◆ EXCERPTED DATA
───

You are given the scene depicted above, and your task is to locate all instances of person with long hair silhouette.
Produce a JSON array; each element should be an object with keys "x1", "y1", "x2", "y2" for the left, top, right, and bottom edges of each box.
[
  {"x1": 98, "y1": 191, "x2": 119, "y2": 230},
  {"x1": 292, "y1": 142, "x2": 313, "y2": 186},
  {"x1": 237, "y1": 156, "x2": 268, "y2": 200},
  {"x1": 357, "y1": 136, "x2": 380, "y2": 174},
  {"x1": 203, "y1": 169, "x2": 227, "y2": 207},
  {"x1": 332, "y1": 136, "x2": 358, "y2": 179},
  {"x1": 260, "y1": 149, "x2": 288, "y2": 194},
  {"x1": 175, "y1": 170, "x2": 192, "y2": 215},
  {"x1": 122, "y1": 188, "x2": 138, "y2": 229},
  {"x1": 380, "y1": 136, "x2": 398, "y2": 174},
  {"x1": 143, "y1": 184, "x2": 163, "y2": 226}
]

───

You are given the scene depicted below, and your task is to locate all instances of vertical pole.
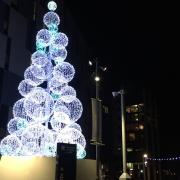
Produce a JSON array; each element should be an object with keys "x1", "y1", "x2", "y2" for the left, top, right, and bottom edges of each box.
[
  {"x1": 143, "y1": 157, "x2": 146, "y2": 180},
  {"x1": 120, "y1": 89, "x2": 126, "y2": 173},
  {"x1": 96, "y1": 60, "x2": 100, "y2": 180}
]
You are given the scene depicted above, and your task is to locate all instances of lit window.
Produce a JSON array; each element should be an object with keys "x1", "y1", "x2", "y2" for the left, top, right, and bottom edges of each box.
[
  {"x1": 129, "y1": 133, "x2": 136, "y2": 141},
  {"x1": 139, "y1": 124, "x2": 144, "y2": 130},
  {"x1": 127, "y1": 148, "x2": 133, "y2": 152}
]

───

Extract every line from the items above that contains the word "task", matching case exactly.

You are given the scene depicted above, and your task is to locate all instances of person with long hair silhouette.
You are given the scene depicted below, and your task is to locate all instances of vertical pole.
You are given the scene depicted above, and your task is to locate all instances of lit window.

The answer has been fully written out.